DATA EXTRACT:
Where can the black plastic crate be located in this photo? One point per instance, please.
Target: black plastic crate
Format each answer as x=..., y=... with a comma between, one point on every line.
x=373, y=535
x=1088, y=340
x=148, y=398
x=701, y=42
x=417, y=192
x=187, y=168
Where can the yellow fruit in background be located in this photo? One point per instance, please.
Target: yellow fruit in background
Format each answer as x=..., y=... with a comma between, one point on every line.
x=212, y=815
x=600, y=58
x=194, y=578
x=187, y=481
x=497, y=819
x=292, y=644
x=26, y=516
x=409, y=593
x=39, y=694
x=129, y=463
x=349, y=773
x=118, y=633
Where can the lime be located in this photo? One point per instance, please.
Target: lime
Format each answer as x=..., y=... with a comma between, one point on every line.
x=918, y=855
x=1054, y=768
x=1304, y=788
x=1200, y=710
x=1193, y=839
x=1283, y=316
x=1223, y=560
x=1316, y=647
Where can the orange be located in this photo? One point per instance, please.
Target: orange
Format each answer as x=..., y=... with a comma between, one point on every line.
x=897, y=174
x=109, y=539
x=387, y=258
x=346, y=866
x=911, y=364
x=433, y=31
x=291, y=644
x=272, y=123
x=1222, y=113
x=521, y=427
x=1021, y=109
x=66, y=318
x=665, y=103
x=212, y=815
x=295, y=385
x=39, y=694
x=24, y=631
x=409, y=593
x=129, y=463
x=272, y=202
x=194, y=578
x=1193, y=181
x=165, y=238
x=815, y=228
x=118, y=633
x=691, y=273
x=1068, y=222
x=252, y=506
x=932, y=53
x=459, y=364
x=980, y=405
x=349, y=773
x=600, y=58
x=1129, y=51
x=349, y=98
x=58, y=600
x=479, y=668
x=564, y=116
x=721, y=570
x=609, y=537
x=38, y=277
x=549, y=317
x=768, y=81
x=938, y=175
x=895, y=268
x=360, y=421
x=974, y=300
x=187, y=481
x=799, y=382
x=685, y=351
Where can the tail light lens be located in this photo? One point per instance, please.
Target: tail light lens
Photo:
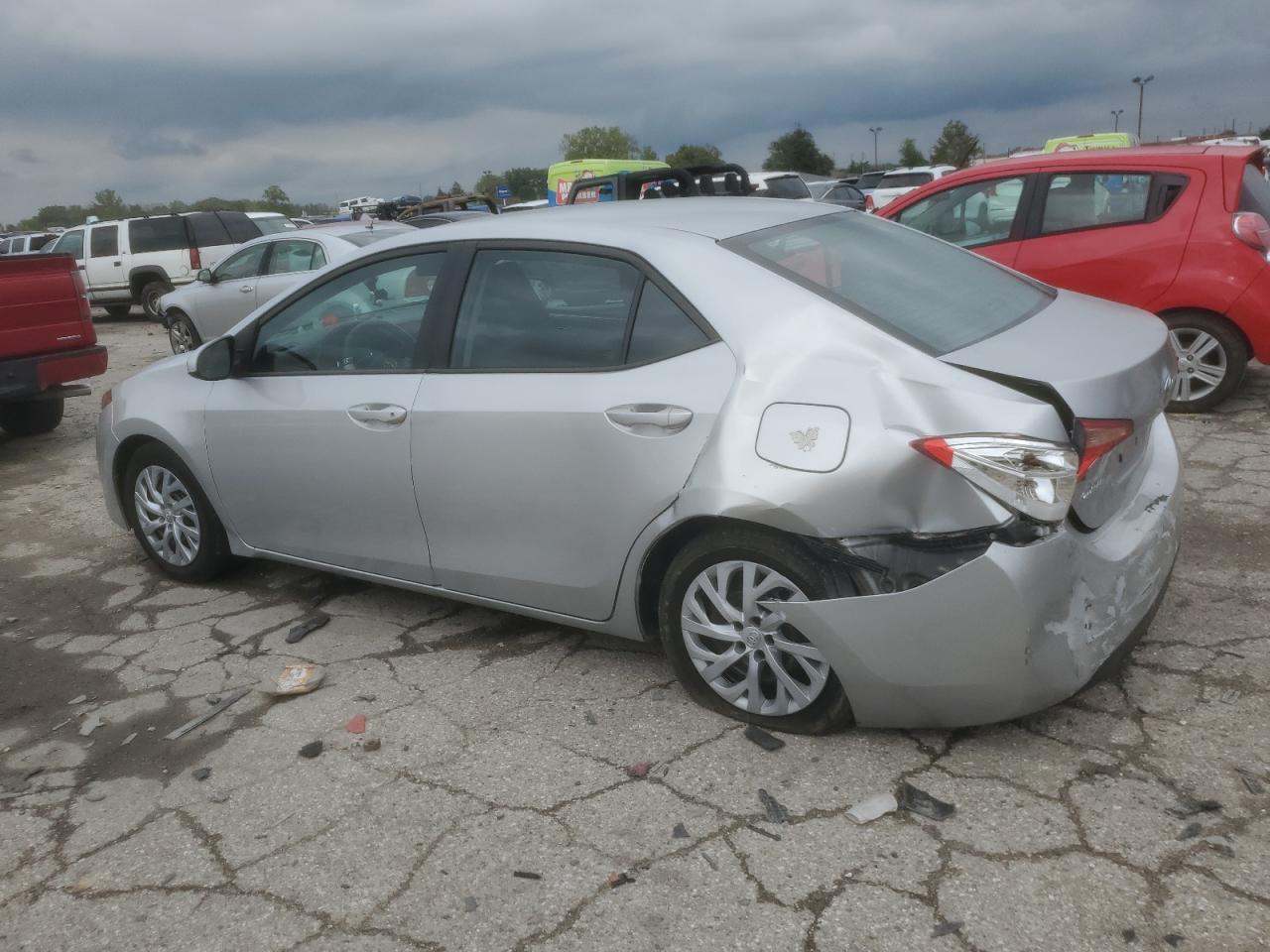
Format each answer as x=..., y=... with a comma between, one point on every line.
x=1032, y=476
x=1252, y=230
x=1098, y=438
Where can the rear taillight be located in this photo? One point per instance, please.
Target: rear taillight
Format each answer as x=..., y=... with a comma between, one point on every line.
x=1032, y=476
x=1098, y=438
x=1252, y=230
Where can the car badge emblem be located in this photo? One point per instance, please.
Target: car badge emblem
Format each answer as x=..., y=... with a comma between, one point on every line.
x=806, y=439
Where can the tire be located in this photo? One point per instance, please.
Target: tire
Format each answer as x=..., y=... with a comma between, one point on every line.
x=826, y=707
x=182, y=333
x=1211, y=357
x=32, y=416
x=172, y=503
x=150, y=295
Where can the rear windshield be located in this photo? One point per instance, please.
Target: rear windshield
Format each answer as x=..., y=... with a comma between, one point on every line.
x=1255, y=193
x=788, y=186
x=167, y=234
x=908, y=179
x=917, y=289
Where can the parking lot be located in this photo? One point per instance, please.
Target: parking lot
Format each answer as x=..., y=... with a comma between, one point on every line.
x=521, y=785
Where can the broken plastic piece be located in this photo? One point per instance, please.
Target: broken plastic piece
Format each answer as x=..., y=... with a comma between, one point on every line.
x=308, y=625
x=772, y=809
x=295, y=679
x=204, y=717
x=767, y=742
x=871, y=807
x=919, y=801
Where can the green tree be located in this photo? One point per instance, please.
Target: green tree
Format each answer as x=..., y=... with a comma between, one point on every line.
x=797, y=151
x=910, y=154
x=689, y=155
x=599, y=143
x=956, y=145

TASK TO COMPLETE: Reproduce all of the entries above word for word, without any images in your answer.

EXERCISE ANSWER:
Where can the black plastic crate be located in this photo? One point per instance, please.
Target: black plastic crate
Format each answer as x=..., y=... with a comma between, one point on every line.
x=373, y=535
x=1088, y=340
x=148, y=398
x=701, y=42
x=417, y=192
x=187, y=168
Where can the yellow fruit in background be located in this photo? One point per instance, please.
Target: yellow fruit in background
Format each answer as x=..., y=... with a comma between, one point on every line.
x=212, y=815
x=600, y=58
x=194, y=578
x=187, y=481
x=497, y=819
x=292, y=644
x=26, y=516
x=409, y=593
x=39, y=694
x=129, y=463
x=349, y=773
x=118, y=633
Where can the lime be located in this photo? One point per instance, please.
Target: lime
Format each answer as x=..., y=... with a comma between, one point on every line.
x=918, y=855
x=1054, y=768
x=1304, y=788
x=1200, y=710
x=1193, y=839
x=1283, y=316
x=1223, y=560
x=1316, y=647
Where can the orange be located in this photo? One point per instance, please.
Target: orange
Format each answer as x=..., y=... with a comma between, one point on every line.
x=897, y=174
x=109, y=539
x=387, y=258
x=346, y=866
x=911, y=364
x=433, y=31
x=291, y=644
x=272, y=123
x=1222, y=113
x=521, y=427
x=1021, y=109
x=66, y=318
x=665, y=103
x=212, y=815
x=295, y=385
x=39, y=694
x=24, y=631
x=409, y=593
x=129, y=463
x=272, y=202
x=194, y=578
x=1193, y=181
x=165, y=238
x=815, y=228
x=118, y=633
x=691, y=273
x=1068, y=222
x=252, y=506
x=932, y=53
x=459, y=364
x=980, y=405
x=349, y=773
x=600, y=58
x=1129, y=51
x=349, y=98
x=58, y=600
x=479, y=668
x=564, y=116
x=721, y=570
x=609, y=537
x=38, y=277
x=549, y=317
x=768, y=81
x=938, y=175
x=895, y=268
x=360, y=421
x=974, y=300
x=187, y=481
x=799, y=382
x=685, y=351
Where can the tail light lens be located in this photo? One point per instance, please.
Target: tail light lens
Photo:
Format each answer as x=..., y=... with a comma between, one point on every line.
x=1032, y=476
x=1252, y=230
x=1098, y=438
Where can the rear taillight be located in this photo? One point per instance, please.
Target: rear taillight
Format each answer as x=..., y=... with a comma between, one point on every line.
x=1032, y=476
x=1098, y=438
x=1252, y=230
Where can the car badge emblem be located in this photo? One point per instance, please.
Target: car badge emblem
Format each answer as x=..., y=... with a comma between, one point on every line.
x=806, y=439
Where can the tire be located in this photo? One point per instance, please.
Target: tire
Format each answer as x=..., y=... with a comma between, one point on every line.
x=826, y=707
x=182, y=333
x=1211, y=357
x=32, y=416
x=172, y=503
x=150, y=295
Where can the rear windshield be located in this photo? One point per instance, please.
Target: rear windshield
Format each answer as x=..., y=... with a comma between, one point on every line.
x=1255, y=193
x=788, y=186
x=167, y=234
x=908, y=179
x=917, y=289
Where can the parking lot be located in this photo? One point per instance, please.
Target: parking lot
Format each answer as x=..., y=... with a comma between, one point on every line.
x=521, y=785
Where can the broken plastic piece be located in this photo? One point per instance, please.
Target: broken plastic piece
Format each answer as x=..., y=... with a comma between, one point on every line.
x=308, y=625
x=772, y=809
x=295, y=679
x=204, y=717
x=767, y=742
x=871, y=807
x=919, y=801
Where can the green tree be located in this photo? One point per instance, please.
Target: green tree
Format each answer as x=..., y=... with a comma between, one point on every line.
x=797, y=151
x=910, y=154
x=689, y=155
x=599, y=143
x=956, y=145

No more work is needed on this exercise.